Exactly the lines from the one containing "Point to the red" through the end of the data below are to be reproduced, and nothing besides them.

Start Record set

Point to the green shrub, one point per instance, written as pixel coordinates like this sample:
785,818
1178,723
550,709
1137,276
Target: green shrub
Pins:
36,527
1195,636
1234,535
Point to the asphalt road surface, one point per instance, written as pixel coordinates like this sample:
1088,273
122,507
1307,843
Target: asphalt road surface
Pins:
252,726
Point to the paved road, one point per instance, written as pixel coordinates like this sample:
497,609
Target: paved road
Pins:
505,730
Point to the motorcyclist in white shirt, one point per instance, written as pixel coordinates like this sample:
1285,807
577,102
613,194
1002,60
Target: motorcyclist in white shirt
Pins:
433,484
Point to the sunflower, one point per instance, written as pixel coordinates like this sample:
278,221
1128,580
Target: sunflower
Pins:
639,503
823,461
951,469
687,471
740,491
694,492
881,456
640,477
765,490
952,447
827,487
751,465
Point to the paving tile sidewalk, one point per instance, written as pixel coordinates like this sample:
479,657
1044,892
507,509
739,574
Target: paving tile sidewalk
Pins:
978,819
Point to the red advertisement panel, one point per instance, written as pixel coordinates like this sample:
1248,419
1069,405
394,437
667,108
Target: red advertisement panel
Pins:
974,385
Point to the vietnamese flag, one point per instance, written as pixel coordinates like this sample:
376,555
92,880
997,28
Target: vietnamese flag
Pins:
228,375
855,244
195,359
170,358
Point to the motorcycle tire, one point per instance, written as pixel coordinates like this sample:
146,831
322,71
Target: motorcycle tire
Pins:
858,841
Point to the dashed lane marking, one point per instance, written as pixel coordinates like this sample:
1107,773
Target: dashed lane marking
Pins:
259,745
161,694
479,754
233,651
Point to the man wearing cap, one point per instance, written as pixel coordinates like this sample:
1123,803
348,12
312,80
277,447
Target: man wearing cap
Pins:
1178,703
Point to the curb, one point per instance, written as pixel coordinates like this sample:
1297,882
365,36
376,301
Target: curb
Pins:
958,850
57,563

End Record set

→ **Answer for this exercise**
Point to the red advertisement panel, one point per instance, written as pixel coordinates like this sample:
1248,419
1069,405
394,437
667,108
Target: red advertisement panel
Pins:
974,385
Point to the vietnamese flag, one point per instance, written as pixel coordinates like this sample:
376,555
92,880
997,28
Target: vietnamese flag
Pins:
228,375
855,244
195,359
170,358
Point to the motorcycle tire, one point per instance, written as pixel coordinates like this sample:
146,831
322,71
Target: motorcycle tire
Pins:
858,841
Point to the dashed lane marking, one point per instance, written as pixel coordinates like this sample:
1107,773
Target: dashed lane marking
Pins:
259,745
161,694
479,754
233,651
Point to the man wearing cap, one point per instance, written as pixel coordinates like this sample:
1123,803
348,12
312,80
277,447
Target: man wearing cap
Pins:
1178,703
Point to the curb, one point per instance, written as pixel coordinates like this sample:
1297,882
365,36
376,301
Target: curb
Pins:
958,850
57,563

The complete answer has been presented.